----- PROVIDED RECORDS

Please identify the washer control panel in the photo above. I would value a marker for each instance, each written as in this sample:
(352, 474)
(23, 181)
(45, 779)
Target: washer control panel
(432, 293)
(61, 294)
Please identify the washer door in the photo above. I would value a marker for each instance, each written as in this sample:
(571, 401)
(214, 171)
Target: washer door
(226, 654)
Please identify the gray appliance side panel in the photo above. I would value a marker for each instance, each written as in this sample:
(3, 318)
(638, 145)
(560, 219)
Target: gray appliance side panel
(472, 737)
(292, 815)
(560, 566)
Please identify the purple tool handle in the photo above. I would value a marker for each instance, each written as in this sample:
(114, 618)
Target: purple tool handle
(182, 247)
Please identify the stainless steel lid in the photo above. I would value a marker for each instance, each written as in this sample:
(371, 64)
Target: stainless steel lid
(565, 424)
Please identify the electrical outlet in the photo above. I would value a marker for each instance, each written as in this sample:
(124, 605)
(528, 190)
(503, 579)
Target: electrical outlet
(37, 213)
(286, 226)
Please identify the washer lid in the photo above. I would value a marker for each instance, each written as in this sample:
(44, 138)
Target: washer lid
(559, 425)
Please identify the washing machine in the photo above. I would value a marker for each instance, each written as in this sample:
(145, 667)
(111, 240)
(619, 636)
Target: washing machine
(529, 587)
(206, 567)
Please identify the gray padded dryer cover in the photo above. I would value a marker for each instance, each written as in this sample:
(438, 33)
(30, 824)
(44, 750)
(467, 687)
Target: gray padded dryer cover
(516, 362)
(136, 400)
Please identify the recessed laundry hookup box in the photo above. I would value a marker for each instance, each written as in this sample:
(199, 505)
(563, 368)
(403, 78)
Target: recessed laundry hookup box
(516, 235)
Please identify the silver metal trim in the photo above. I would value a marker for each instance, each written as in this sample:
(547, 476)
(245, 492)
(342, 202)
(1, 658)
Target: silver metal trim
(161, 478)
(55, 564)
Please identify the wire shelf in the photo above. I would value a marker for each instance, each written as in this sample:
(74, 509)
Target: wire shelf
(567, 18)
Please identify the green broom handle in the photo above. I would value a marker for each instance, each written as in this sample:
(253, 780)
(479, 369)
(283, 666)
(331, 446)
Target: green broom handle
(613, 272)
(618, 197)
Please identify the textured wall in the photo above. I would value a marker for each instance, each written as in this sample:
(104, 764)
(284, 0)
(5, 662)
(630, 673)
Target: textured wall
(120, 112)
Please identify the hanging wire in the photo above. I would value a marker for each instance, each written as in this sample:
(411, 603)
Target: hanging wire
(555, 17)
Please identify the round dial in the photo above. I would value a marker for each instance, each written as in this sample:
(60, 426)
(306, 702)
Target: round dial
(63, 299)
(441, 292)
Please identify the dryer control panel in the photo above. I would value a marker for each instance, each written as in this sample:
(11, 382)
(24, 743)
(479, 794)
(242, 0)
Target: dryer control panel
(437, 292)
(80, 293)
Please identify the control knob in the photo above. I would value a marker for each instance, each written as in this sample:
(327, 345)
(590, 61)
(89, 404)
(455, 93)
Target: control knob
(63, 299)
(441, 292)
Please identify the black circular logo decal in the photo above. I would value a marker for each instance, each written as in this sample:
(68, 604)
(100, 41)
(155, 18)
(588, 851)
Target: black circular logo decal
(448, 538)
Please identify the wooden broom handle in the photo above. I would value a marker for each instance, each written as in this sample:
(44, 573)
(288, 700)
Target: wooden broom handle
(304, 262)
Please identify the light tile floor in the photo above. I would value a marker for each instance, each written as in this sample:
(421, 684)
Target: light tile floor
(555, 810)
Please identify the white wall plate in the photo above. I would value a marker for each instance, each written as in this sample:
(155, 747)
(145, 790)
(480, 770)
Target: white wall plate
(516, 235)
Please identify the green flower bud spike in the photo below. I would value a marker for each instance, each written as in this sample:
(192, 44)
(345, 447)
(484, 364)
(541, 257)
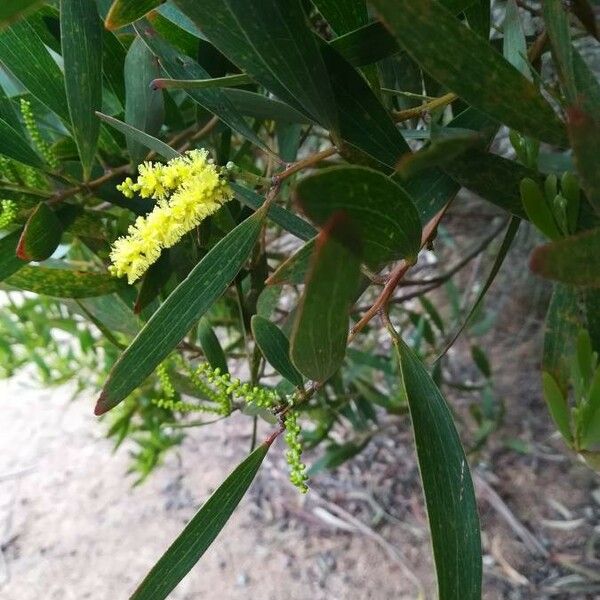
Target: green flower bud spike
(293, 454)
(8, 212)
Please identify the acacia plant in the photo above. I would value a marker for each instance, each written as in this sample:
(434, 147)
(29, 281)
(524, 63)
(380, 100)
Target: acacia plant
(223, 203)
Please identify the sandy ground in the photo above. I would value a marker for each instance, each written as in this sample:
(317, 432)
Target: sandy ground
(72, 527)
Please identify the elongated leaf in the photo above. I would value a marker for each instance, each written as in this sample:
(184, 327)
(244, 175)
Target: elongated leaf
(63, 283)
(140, 137)
(41, 234)
(262, 107)
(202, 84)
(23, 53)
(275, 348)
(574, 260)
(381, 212)
(494, 178)
(557, 26)
(179, 66)
(189, 301)
(318, 343)
(144, 107)
(81, 38)
(447, 484)
(124, 12)
(13, 145)
(8, 112)
(343, 15)
(9, 261)
(286, 219)
(11, 10)
(557, 405)
(201, 531)
(364, 123)
(511, 232)
(469, 66)
(371, 43)
(211, 346)
(562, 325)
(270, 41)
(294, 269)
(366, 45)
(514, 42)
(584, 131)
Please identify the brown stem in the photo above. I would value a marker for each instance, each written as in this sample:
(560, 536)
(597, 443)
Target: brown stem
(395, 276)
(417, 111)
(86, 187)
(309, 161)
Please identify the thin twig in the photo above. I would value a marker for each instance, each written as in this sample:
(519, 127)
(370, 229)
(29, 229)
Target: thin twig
(304, 163)
(395, 276)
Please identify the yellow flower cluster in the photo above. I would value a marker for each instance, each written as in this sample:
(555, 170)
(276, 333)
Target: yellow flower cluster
(187, 190)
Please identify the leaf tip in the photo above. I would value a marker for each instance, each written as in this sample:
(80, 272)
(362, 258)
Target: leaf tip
(102, 405)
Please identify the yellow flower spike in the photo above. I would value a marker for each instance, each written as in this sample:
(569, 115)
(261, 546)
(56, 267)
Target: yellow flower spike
(197, 190)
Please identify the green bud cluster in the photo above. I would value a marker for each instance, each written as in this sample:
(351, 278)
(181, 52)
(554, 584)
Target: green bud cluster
(222, 388)
(36, 137)
(8, 212)
(553, 210)
(181, 406)
(293, 454)
(165, 381)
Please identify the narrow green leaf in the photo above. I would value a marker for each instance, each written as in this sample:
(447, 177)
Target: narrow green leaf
(24, 54)
(140, 137)
(381, 212)
(11, 10)
(189, 301)
(371, 43)
(584, 11)
(41, 234)
(14, 145)
(562, 325)
(366, 45)
(275, 348)
(574, 260)
(511, 232)
(478, 16)
(318, 342)
(447, 484)
(201, 531)
(557, 26)
(494, 178)
(81, 39)
(179, 66)
(202, 84)
(343, 15)
(125, 12)
(470, 67)
(514, 42)
(144, 107)
(262, 107)
(537, 209)
(557, 405)
(9, 114)
(211, 346)
(63, 283)
(584, 130)
(587, 84)
(364, 123)
(284, 218)
(270, 40)
(294, 269)
(441, 151)
(9, 261)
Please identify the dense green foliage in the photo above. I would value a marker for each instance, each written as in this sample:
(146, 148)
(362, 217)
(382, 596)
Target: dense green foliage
(263, 274)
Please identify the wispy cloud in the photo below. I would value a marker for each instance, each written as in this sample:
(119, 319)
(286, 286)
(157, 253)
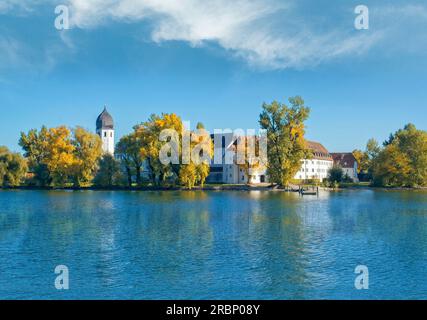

----------

* PROMPT
Both end lines included, restate word for word the lines above from the line with "Please identify the brown" to the line with "Please identify the thin", and nothing else.

* SOLUTION TO THIS TASK
Please identify the brown stem in the photo above. I would value a marker for each instance, each written as in this sample:
(560, 536)
(597, 443)
Target: brown stem
(395, 276)
(417, 111)
(86, 187)
(309, 161)
Please identify the thin twig in the photo above. I would value a marker for each instance, each written as in this sample:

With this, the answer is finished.